| Travail à faire |
Reprenez le texte sur la gloire de Dieu à partir de sa dernière phrase et poursuivez-le dans le même style.

| Texte retenu |

-=-=-=-=-

Dans le désarroi, nos idées ne sont plus très claires, nous avons du mal à faire la part des choses, et nous pouvons être amenés à demander à Dieu des choses quelque peu déplacées.

Bien entendu, le fort désir de voir la gloire de Dieu dès cette vie-ci est compréhensible, le désir de voir dès maintenant ce « qui nous est réservé dans le ciel » (1 P 1.4). Compréhensible, mais néanmoins déplacé.

X X X 2 X X X

« Fais-moi voir ta gloire ! »

Où Dieu nous fait-il voir sa gloire ?

Une chose est certaine : tant que nous sommes sur terre, nous ne pouvons pas « voir la gloire de l’Eternel » directement. Même à Moïse Dieu a dit : « Tu ne pourras pas voir mon visage, car l’homme ne peut me voir et vivre. » (v. 20)

Les mortels, les pécheurs que nous sommes, ne peuvent supporter de voir l’Eternel, le Saint, le Tout-Puissant, face à face. Vu notre condition actuelle, cela nous détruirait. « L’homme ne peut me voir et vivre. »

Les comparaisons valent ce qu’elles valent. Je m’y risque quand même. Vous savez : Nous ne pouvons regarder dans le soleil sans être aveuglés, nous ne pouvons supporter de le fixer, l’intensité de sa lumière détruirait la rétine de nos yeux. De façon analogue, les pécheurs que nous sommes ne pourraient soutenir le contact direct avec Dieu sans être consumés.

Nous avons du mal à supporter le spectacle de certaines choses – comme le soleil, ou un rayon laser – qui font, pourtant, tous partie de cette création. Il est encore moins possible, même tout à fait impossible, de soutenir le regard du Créateur tant que nous serons sur terre, tant que nos corps ne seront pas « transformés » et « rendus conformes au corps glorifié » de notre Seigneur ressuscité (Ph 3.21). Le spectacle de sa gloire nous consumerait.

Pourtant Dieu ne veut pas entièrement se soustraire à nos sens. Il ne veut pas que nous n’ayons aucun contact avec lui. Au contraire, il le recherche, ce contact.

Le cas de Moïse est tout à fait particulier. Sa place est unique dans le plan de salut de Dieu. Dieu l’appelle le « grand prophète », celui qui préfigure le Messie Sauveur (Dt 18.18).

Dieu lui a accordé une intimité telle que nous ne pouvons qu’en prendre note, sans réellement la comprendre.

Nous pourrions passer des jours à philosopher sur ce que veut dire : Moïse a « vu Dieu par-derrière » (v. 23), alors que Dieu est un esprit omniprésent. Le surnaturel, le divin, ce qui vient d’en-dehors de la création, n’est pas compréhensible aux créatures que nous sommes, si cela ne nous est pas expliqué, au moins de façon approximative par des comparaisons.

-=-=-=-=-

| Données brutes |
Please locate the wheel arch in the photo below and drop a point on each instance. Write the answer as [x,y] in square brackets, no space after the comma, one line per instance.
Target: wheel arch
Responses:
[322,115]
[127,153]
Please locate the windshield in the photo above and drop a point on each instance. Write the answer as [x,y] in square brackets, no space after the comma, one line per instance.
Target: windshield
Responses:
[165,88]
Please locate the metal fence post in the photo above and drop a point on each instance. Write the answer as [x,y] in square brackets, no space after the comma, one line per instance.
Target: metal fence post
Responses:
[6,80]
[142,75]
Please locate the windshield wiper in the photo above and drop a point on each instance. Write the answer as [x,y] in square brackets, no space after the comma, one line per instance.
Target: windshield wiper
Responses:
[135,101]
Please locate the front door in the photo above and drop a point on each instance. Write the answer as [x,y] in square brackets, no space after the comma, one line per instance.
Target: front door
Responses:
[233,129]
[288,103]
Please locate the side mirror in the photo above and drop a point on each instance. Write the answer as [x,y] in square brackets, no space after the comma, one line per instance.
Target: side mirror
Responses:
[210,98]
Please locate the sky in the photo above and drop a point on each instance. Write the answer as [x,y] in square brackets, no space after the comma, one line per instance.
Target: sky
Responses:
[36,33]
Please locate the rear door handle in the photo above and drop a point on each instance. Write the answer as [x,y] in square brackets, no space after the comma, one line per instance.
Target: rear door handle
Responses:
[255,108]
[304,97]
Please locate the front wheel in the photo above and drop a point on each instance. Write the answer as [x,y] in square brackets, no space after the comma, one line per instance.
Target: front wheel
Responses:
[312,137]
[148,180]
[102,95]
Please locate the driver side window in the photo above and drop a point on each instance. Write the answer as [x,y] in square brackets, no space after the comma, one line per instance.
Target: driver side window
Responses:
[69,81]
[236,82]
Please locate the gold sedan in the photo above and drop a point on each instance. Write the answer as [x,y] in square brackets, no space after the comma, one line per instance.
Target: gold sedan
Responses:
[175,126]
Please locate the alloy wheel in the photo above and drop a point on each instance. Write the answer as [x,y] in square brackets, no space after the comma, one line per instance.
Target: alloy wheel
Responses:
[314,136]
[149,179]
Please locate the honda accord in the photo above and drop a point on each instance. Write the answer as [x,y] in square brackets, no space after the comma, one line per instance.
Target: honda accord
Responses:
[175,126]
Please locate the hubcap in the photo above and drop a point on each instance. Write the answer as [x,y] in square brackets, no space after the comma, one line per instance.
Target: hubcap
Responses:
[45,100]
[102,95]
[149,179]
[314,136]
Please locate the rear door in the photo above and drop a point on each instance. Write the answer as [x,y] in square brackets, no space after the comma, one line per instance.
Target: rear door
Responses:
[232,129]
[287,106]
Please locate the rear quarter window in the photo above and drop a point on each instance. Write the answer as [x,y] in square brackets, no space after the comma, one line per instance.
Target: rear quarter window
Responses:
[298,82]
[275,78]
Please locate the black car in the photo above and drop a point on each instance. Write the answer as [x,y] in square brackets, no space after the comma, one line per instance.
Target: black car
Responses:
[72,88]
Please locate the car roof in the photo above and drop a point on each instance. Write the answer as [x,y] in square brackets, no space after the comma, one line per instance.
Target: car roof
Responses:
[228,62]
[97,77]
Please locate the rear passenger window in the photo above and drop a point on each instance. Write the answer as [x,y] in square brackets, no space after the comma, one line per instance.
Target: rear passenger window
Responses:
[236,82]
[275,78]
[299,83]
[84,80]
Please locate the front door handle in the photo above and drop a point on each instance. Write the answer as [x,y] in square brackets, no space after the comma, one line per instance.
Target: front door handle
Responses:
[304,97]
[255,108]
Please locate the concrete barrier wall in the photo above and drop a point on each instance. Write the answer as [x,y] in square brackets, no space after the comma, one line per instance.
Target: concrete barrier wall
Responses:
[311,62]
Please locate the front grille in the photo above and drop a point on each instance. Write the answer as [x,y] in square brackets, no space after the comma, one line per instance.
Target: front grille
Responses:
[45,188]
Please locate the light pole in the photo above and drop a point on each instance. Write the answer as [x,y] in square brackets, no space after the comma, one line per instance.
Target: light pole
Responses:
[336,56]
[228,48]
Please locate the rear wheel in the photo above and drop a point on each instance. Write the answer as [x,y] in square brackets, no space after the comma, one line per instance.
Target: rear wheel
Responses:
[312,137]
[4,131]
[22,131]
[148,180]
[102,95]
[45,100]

-=-=-=-=-

| Résultat obtenu |
Plus tard, Dieu accordera à Paul une expérience analogue, mais l’apôtre dit qu’il ne peut pas en parler parce qu’il ne peut pas l’expliquer, il ne peut même pas répéter ce qu’il a entendu « au paradis », tant cela ne peut être formulé en langage de mortels. (2 Co 12.1-4)

Mais dans les deux cas, aussi bien chez Moïse que chez Paul, la chose importante, ce n’est pas ce qu’ils ont vécu, mais ce qu’ils ont entendu. Et qu’est-ce que Dieu a dit à Moïse ? – « Je ferai passer devant toi toute ma bonté et je proclamerai devant toi le nom de l’Eternel » (v. 19).

« L’Eternel » adaptation française du nom hébreu « Yahweh » fait référence à l’alliance que Dieu a conclue. « L’Eternel », c’est ainsi que se présente le Dieu de l’alliance, le Dieu qui s’est abaissé pour s’allier avec nous et nous hisser à lui.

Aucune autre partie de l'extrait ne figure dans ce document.